» EXTRAIT DU TEXTE
Armand Gauz, Ecrivain ivoirien « Mes goûts littéraires sont des sables mouvants qui avalent tout ce qui leur tombe dessus »
Il fait partie de la nouvelle génération d’écrivains africains qui montent en puissance, mais pas seulement. Il est du rang des écrivains africains qui sont puissants. De par leurs œuvres, leur phrasé, un champ lexical original et leur ancrage africain, ces écrivains font montre d’un talent que seuls les doués peuvent revendiquer.
Dans le cas de l’écrivain Armand Gauz, de son vrai nom Armand Patrick Gbaka-Brédé, cela est d’autant vrai que le véritable premier coup d’essai fut un coup de maître. Son livre « Debout-Payé » a été un succès en France en 2014 (meilleur roman de l’année). La manière particulière avec laquelle, il aborde des faits sociaux dans ce livre lui a valu le Prix des libraires Gibert Joseph avec plus de 50.000 exemplaires écoulés… Dans ce registre, on peut citer également le Prix Kaïcédra des Lycées et Collèges en 2015.
Avec son second roman « Camarade Papa », il a confirmé tout le bien qui était dit de lui depuis 2014. En 2018, il obtient le Prix Ivoire et le Grand Prix National Bernard Dadié. En 2019, il est concomitamment avec le Camerounais Timba Bema, lauréat du Grand Prix Littéraire d’Afrique noire avec son « Camarade Papa ». Une critique subtile mais franche et sans détours du fait colonial mais aussi des problèmes de l’immigration africaine vers l’Europe.
Biochimiste de formation, l’écrivain au parcours atypique a été rédacteur en chef d’un journal économique à Abidjan avant de se retrouver vigile en France, photographe et avant de se caser en romancier à succès.
Dans la lignée des romanciers ou des littéraires venus des autres sciences, vous êtes un cas. Comment vous est venue cette passion pour l’écriture ? Décrivez ce parcours atypique.
Cette question est probablement motivée par l’idée que les savoirs et leurs expressions sont compartimentés en disciplines étanches, que chacun devrait se tenir dans une sorte de carré intellectuel prédéterminé par son parcours scolaire. Ça marche peut être pour avoir le droit de se faire exploiter par un patron dans une entreprise, mais ce n’est pas le reflet de la réalité des intelligences que nous sommes tous en réalité. Il n’est pas si atypique qu’un « scientifique » fasse de la littérature ou bien soit romancier.
Les exemples foisonnent dans en Afrique et ailleurs. Amadou Kourouma était actuaire et c’est lui qui a créé la CICA-RE, l’assureur des assureurs en Afrique. Son « Les soleils des indépendances » a révolutionné l’esthétique littéraire africaine et m’a fait comprendre que la liberté du style est au service d’une histoire. Emmanuel Dongala est professeur de chimie à l’université, mais aussi professeur de littérature. Son « Jazz et vin de palme » a transformé a durablement influencé ma conscience politique et la façon de la traduire en texte. Les exemples sont pléthores.

» CONSIGNE
Écrivez la suite de l'entretien avec l'écrivain Armand Gauz, en partant de sa dernière phrase.

[Entrées du jeu de données]
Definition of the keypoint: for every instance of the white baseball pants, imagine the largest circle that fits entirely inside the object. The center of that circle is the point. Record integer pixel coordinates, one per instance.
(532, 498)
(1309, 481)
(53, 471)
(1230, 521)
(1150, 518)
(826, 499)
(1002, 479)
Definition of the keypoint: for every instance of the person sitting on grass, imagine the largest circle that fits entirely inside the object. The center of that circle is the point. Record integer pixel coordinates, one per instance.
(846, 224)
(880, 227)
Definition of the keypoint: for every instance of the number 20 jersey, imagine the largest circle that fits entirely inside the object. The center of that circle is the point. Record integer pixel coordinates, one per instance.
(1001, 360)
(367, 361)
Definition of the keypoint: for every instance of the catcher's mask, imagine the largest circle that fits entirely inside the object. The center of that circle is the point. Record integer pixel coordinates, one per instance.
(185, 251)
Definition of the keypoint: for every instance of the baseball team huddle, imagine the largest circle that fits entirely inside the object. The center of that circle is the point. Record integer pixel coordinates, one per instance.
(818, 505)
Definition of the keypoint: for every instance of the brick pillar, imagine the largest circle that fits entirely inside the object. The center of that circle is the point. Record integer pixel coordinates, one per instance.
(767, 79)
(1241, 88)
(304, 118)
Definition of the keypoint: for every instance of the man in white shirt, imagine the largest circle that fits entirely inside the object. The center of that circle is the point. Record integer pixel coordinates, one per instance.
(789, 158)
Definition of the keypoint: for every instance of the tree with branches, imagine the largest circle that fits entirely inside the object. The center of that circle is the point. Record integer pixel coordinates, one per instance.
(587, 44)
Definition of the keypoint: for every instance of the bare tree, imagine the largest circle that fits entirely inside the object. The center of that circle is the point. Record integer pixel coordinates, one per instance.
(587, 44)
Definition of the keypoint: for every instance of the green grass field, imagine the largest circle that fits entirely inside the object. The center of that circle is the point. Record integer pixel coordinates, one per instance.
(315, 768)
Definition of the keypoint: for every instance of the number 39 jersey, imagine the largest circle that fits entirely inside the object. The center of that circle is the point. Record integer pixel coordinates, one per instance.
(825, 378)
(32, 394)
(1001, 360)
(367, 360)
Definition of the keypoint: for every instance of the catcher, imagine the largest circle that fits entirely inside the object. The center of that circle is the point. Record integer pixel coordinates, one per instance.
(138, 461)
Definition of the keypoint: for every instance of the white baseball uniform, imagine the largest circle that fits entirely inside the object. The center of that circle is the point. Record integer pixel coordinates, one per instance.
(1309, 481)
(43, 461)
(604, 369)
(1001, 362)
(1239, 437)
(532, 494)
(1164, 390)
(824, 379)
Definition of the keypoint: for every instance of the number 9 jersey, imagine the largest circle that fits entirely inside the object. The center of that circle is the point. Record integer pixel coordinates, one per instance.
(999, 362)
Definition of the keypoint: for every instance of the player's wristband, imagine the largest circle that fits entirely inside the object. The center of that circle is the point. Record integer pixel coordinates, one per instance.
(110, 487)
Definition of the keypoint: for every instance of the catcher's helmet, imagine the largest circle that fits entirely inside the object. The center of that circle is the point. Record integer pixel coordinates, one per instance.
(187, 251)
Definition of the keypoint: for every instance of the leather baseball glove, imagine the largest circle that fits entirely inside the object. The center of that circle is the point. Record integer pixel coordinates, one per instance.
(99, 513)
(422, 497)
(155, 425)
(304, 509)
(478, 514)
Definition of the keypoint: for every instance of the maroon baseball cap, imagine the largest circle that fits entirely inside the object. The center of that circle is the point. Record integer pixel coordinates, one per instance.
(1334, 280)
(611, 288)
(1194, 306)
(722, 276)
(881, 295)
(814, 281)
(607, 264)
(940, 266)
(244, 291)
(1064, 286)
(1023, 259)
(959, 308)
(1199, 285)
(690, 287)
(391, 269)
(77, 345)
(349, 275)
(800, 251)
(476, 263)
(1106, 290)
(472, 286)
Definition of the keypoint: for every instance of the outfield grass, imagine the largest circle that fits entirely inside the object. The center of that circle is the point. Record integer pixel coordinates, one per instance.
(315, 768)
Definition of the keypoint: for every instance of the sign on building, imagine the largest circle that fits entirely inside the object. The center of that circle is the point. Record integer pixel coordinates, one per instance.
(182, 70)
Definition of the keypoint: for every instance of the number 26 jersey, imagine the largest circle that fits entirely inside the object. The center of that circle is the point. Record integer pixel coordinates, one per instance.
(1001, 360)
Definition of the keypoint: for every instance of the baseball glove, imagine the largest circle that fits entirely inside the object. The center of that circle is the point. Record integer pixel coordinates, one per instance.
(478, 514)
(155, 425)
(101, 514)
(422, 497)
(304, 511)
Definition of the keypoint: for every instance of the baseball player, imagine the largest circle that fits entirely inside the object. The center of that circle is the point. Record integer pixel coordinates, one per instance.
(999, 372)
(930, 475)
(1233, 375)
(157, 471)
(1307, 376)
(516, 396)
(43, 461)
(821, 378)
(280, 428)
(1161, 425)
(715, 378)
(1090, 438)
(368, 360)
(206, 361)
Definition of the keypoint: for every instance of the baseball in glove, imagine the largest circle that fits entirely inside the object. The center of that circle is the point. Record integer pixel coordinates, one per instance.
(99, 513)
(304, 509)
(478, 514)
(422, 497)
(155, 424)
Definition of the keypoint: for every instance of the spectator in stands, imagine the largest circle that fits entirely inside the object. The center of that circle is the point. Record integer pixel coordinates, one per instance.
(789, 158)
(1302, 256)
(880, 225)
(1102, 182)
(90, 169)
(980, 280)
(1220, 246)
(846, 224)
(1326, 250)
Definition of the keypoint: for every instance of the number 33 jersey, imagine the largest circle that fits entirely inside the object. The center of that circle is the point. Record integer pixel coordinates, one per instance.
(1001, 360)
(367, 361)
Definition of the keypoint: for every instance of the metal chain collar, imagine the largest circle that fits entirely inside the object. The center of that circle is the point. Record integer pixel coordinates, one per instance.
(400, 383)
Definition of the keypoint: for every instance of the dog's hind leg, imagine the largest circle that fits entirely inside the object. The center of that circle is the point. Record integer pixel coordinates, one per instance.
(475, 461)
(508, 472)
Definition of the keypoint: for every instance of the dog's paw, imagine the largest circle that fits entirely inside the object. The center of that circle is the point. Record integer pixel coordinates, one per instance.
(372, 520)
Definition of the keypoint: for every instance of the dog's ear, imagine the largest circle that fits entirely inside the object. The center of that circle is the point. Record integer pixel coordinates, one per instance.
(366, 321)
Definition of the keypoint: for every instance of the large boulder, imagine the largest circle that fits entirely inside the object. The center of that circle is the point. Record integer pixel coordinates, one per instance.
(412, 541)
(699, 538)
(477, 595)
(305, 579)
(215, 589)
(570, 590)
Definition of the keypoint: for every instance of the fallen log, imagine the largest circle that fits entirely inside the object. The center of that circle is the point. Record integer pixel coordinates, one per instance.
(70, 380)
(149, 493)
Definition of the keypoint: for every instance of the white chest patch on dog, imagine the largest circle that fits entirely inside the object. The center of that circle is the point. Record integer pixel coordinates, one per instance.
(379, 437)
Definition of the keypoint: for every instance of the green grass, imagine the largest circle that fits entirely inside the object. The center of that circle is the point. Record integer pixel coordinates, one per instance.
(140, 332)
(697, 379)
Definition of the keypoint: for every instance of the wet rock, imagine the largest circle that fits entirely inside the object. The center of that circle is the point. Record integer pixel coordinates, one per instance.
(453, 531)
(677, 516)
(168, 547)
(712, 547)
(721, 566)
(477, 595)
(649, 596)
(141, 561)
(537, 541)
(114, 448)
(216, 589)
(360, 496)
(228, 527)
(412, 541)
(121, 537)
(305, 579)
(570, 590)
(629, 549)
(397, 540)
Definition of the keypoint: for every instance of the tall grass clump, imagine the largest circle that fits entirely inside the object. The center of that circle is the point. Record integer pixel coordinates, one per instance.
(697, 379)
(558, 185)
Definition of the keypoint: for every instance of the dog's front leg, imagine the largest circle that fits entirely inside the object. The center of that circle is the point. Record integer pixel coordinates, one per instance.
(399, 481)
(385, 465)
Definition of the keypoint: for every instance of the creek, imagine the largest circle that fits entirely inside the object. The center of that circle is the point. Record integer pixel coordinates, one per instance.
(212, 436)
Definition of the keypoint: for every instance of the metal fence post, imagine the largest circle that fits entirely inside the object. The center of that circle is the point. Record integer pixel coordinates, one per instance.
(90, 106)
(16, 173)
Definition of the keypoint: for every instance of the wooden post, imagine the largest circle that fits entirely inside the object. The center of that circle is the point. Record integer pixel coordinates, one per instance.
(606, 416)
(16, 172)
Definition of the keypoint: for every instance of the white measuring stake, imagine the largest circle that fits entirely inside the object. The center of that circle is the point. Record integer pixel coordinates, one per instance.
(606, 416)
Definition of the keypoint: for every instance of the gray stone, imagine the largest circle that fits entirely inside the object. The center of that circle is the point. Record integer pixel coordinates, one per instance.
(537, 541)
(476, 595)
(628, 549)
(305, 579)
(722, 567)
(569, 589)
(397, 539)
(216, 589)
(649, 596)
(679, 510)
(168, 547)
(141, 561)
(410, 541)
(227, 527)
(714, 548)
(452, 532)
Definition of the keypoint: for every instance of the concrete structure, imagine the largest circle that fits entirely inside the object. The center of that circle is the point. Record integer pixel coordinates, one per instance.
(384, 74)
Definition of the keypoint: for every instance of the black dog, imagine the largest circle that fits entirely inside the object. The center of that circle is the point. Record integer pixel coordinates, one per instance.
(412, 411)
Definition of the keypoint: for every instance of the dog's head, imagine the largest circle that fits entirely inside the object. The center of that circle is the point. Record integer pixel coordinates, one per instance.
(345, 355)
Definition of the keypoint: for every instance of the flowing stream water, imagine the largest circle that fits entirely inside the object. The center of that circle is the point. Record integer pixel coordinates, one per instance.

» RÉPONSE
Ma littérature n’est pas « venue des autres sciences » comme formulé si maladroitement. Elle est le fruit de ma science, de mon sens de la vie. Au collège, je ne vivais pas avec mes parents. J’ai commencé à écrire en m’adressant à ma mère pour lui donner des nouvelles de ma vie à l’internat. Je savais qu’elle lisait mes lettres en public à mes frères et sœurs. J’ai vite appris à parler à tous à travers une seule personne… Entre ma famille et le monde, il n’y a qu’un pas que mon parcours de vie m’a permis de franchir.
Pour écrire et vivre de l’écriture, peut-on demeurer habituellement sur le continent africain, dans la mesure où vos talents et votre succès ont été d’abord reconnus à l’international avant qu’ils ne touchent vos compatriotes ?
C’est le résultat d’un « accident » de mon histoire personnelle si mes œuvres sont publiées en France. Ce n’est pas le fruit d’une stratégie particulière. Je pense qu’il est possible de vivre de l’écriture en demeurant en Afrique. Cela dépend de ce que l’on met dans vivre. Si ton but est de posséder un de ces horribles immeubles à 4 étages de Angré (sous-quartier de la commune huppée de Cocody à Abidjan) ou de la Palmeraie (sous-quartier de la commune huppée de Cocody à Abidjan), rouler en Range Rover et festoyer à Assinie (station balnéaire abritant des villas cossues pour les riches de la Côte d’Ivoire), il est évident qu’il est plus indiqué de chercher à devenir homme politique africain plutôt qu’écrivain.
Moi, je vis principalement du sens que revêt tout ce que je fais. J’ai beaucoup de chance de ne pas dépendre des rentes de mes livres pour me sentir heureux. Je paye un loyer modeste, je m’occupe de mon entourage, je bois du koutoukou (boisson forte obtenue par la fermentation de vin de palme) ou des bières quand j’en ai envie, je voyage beaucoup et partout en Côte d’Ivoire et dans le monde. Je me considère comme un milliardaire du sens de la vie. Et ça, ça me vient du fait que je vis ici.
Auteur prolixe et engagé, quels sont vos centres d’intérêt dans la littérature et qui doit et peut lire vos romans ? Avec le raffinement linguistique qui est le vôtre, pensez-vous être accessible et perceptible pour le ‘’ petit peuple’’ ?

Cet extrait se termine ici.